November 4, 2004

Software firm finds niche in food safety

Kyle Stock  /  Post and Courier

Integrated Supply Chain Solutions is not exactly the sexiest name for a company, but it may not matter much when you're dealing with mad cow disease and ensuring the safety of food sent to U.S. troops fighting abroad.

Established to acquire struggling Cambar Software Inc. in 2002, ISC is building momentum under the stewardship of a few investors who had faith they could make money where others had fallen short. To get there, ISC spent most of the past two years streamlining its business model and retooling its software products. It just inked a contract with a German company that handles most of the food heading to U.S. troops overseas, including Iraq and Afghanistan.

As a private company, ISC doesn't reveal many numbers, but Robert Moore, the company's chief financial officer, said the deal was "huge." More importantly, it validated ISC's vision and created a spark that it hadn't seen in years.

"I wake up every morning, and I'm actually happy to go to work," said longtime employee Andrea Williams, who is director of product development.

Cambar Software was founded in 1981 with a diverse basket of computer applications, including products to keep track of purchasing, financials and inventory. The company grew steadily and eventually started to focus on inventory-management products that could be used with PCs. In late 2000, Cambar executives promised to grow to 100 jobs. At the same time, they committed to build a state-of-the-art, environmentally friendly building on five acres on the Cainhoy Peninsula. Cambar splurged on solar panels, an exercise facility and on-site day care for the 34,000-square-foot structure.

But as the tech industry crashed, so did Cambar. It found itself stretched too thin. Its diverse batch of clients switched to simpler, cheaper software systems. "That's when it became a struggle," Williams said. "Our customers were struggling, and that struggle kind of passed down."

The company's management trimmed payroll and made it known that Cambar was for sale. Enter Cecil Duffie, current chief executive officer of ISC and head of a group of private investors looking for a good technology company to buy in the wake of the dot-com bust.

Duffy had some previous success with technology. He founded Dial Page Inc., a Greenville-based wireless communications firm, which he sold to Nextel Communications in the mid-1990s. It was a big deal that garnered Duffie a lot of money and, more importantly, a lot of trust from investors like Moore who were interested in backing his ventures.

Exercise set >>
1) Based on the software firm article, why did Cambar Software run into trouble? Answer in one to three sentences.
2) In what year was Cambar Software founded, according to the software firm article?

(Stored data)
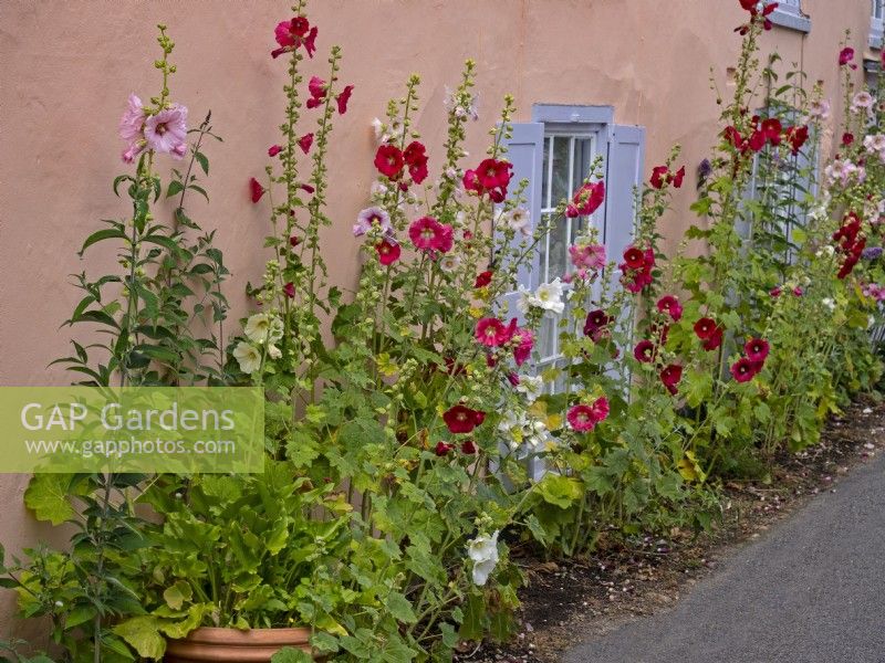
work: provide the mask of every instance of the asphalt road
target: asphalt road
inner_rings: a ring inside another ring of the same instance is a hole
[[[568,663],[885,662],[885,454]],[[576,634],[577,635],[577,634]]]

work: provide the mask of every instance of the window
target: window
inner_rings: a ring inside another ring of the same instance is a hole
[[[556,204],[574,194],[600,156],[606,185],[605,203],[591,217],[556,220],[531,265],[520,271],[520,285],[534,290],[566,274],[571,270],[569,245],[587,224],[596,227],[610,256],[620,255],[633,233],[634,187],[643,177],[645,130],[615,125],[611,106],[535,105],[532,122],[514,124],[512,134],[508,157],[514,179],[530,181],[525,194],[533,223],[551,219]],[[513,315],[517,297],[517,293],[506,297]],[[544,319],[535,343],[540,357],[533,366],[537,373],[562,361],[558,323],[552,316]],[[550,391],[562,387],[546,386]]]
[[[775,25],[811,32],[811,19],[802,12],[802,0],[779,0],[778,9],[769,18]]]

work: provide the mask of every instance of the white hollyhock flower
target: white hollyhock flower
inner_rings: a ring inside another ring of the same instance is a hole
[[[467,544],[467,556],[473,560],[473,583],[482,587],[498,565],[498,535],[481,534]]]
[[[252,375],[261,368],[261,352],[253,345],[241,340],[233,348],[233,358],[240,365],[240,370],[244,373]]]

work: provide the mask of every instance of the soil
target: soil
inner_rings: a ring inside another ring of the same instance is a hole
[[[553,663],[580,640],[671,608],[740,545],[758,538],[814,495],[837,488],[851,470],[885,450],[885,403],[858,400],[826,425],[821,443],[781,453],[766,481],[722,486],[721,520],[708,534],[671,529],[666,537],[603,537],[583,560],[543,561],[511,551],[528,578],[520,631],[512,643],[465,643],[459,662]],[[523,557],[520,557],[522,555]]]

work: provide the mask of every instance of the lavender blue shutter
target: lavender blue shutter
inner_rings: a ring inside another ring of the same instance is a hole
[[[620,260],[633,241],[636,219],[634,187],[643,181],[645,128],[614,125],[605,162],[605,246],[610,260]]]

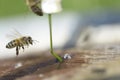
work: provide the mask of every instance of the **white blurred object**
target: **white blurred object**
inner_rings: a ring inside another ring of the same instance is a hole
[[[18,62],[17,64],[15,64],[15,68],[19,68],[19,67],[22,67],[23,64],[21,62]]]
[[[61,0],[42,0],[41,7],[42,11],[48,14],[62,11]]]
[[[120,44],[120,24],[88,26],[77,40],[76,46]]]
[[[68,54],[68,53],[66,53],[66,54],[64,55],[64,59],[71,59],[71,58],[72,58],[71,55]]]

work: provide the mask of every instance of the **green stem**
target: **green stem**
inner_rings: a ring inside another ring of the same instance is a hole
[[[54,53],[53,50],[53,42],[52,42],[52,15],[48,14],[48,19],[49,19],[49,30],[50,30],[50,52],[51,54],[59,60],[59,62],[62,62],[62,58],[58,56],[56,53]]]

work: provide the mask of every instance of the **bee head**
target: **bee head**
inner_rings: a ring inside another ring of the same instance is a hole
[[[33,44],[32,37],[28,36],[28,41],[29,41],[30,44]]]

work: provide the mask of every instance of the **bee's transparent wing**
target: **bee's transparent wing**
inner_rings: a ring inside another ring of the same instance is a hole
[[[13,29],[11,31],[11,34],[7,34],[6,37],[9,39],[17,39],[23,37],[23,35],[20,32],[18,32],[16,29]]]

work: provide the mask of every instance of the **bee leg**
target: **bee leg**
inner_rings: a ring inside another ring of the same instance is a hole
[[[19,54],[19,46],[16,47],[16,55],[18,56]]]

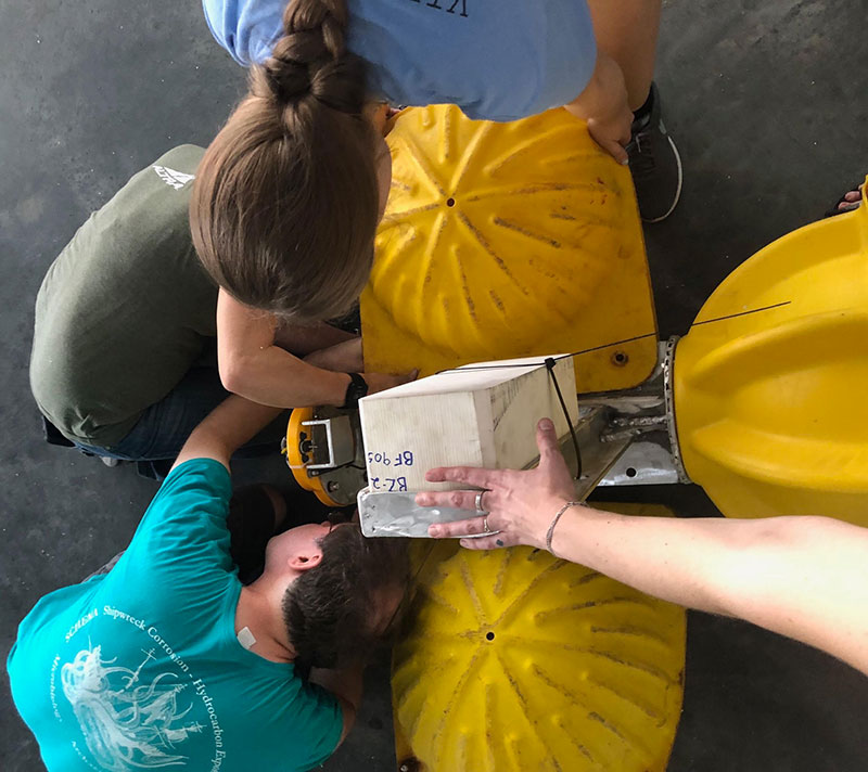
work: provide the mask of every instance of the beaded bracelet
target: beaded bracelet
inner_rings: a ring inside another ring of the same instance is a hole
[[[582,506],[580,501],[567,501],[560,510],[558,510],[558,514],[554,515],[554,518],[551,520],[551,525],[549,526],[549,532],[546,533],[546,549],[551,552],[551,538],[554,536],[554,526],[558,525],[558,520],[561,519],[561,515],[566,512],[571,506]],[[554,554],[553,552],[551,553]]]

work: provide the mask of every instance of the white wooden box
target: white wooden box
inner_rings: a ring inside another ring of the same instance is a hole
[[[554,355],[557,359],[558,355]],[[545,357],[468,364],[359,401],[368,485],[372,491],[449,490],[426,483],[434,466],[523,468],[539,454],[536,424],[570,428]],[[578,415],[572,357],[557,360],[570,420]]]

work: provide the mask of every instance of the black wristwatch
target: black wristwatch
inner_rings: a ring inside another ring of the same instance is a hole
[[[341,407],[344,409],[358,408],[359,400],[368,394],[368,382],[358,373],[347,373],[347,375],[349,375],[349,384]]]

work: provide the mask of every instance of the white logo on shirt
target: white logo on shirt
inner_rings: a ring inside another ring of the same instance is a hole
[[[186,684],[164,672],[150,684],[139,681],[144,661],[133,671],[102,659],[102,647],[79,652],[61,669],[63,693],[73,707],[93,759],[104,770],[128,772],[184,764],[176,746],[205,729],[186,722],[192,706],[182,708],[178,695]]]
[[[163,180],[167,185],[174,188],[176,191],[183,188],[190,180],[195,179],[194,175],[187,175],[183,171],[176,171],[168,166],[153,167],[157,177]]]

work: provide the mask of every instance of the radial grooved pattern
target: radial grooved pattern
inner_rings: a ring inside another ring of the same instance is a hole
[[[393,673],[424,772],[665,770],[684,609],[526,548],[431,563]]]
[[[655,320],[633,183],[582,121],[412,108],[388,143],[391,195],[361,297],[368,369],[427,375],[648,336],[628,345],[626,366],[592,351],[576,373],[580,391],[650,374]]]

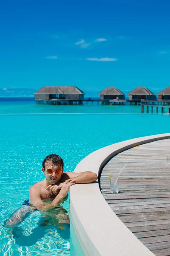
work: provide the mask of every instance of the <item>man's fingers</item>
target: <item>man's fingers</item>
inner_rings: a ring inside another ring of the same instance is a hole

Task-by-task answers >>
1) When the tech industry crashed, Cambar found itself stretched too thin, and its diverse clients switched to simpler, cheaper software systems. As Williams put it, the customers were struggling, and that struggle passed down to the company.

2) 1981